Stored items:
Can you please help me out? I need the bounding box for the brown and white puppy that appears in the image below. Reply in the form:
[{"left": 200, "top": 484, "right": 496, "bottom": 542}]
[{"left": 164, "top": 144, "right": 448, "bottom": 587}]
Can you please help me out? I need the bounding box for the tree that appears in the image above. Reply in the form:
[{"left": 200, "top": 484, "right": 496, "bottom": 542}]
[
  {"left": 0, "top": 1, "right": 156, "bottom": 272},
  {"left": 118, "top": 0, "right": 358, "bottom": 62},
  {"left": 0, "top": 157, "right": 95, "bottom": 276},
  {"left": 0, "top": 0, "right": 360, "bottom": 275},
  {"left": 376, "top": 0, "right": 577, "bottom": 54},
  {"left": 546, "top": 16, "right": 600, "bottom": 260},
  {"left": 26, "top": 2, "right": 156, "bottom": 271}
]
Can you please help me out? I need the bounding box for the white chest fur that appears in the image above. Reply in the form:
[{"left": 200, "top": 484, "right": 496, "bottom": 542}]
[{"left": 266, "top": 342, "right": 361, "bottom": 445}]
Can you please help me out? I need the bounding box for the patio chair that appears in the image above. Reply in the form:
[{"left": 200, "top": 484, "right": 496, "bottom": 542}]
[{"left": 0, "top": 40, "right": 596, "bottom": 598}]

_PROBLEM STATEMENT_
Every record above has to appear again, word for word.

_TASK RESULT_
Can you please help me out? I need the bounding box for the brown and white puppy that appears in the image below. Reply in the form:
[{"left": 200, "top": 484, "right": 496, "bottom": 542}]
[{"left": 164, "top": 144, "right": 448, "bottom": 587}]
Can you please help me out? I need the bounding box for the tree that appears in the image above. Reply in the form:
[{"left": 200, "top": 484, "right": 496, "bottom": 542}]
[
  {"left": 0, "top": 1, "right": 156, "bottom": 272},
  {"left": 118, "top": 0, "right": 358, "bottom": 62},
  {"left": 0, "top": 157, "right": 95, "bottom": 276},
  {"left": 0, "top": 0, "right": 360, "bottom": 275},
  {"left": 376, "top": 0, "right": 577, "bottom": 54},
  {"left": 546, "top": 16, "right": 600, "bottom": 260},
  {"left": 26, "top": 2, "right": 156, "bottom": 271}
]
Can you please help me out? I need the bounding box for the white chest fur that appears in the image above. Reply in the form:
[{"left": 200, "top": 484, "right": 496, "bottom": 542}]
[{"left": 266, "top": 342, "right": 361, "bottom": 445}]
Can you please help me out? I need the bounding box for the patio chair that appears in the image above. Reply in the form:
[{"left": 200, "top": 484, "right": 496, "bottom": 542}]
[{"left": 0, "top": 40, "right": 596, "bottom": 598}]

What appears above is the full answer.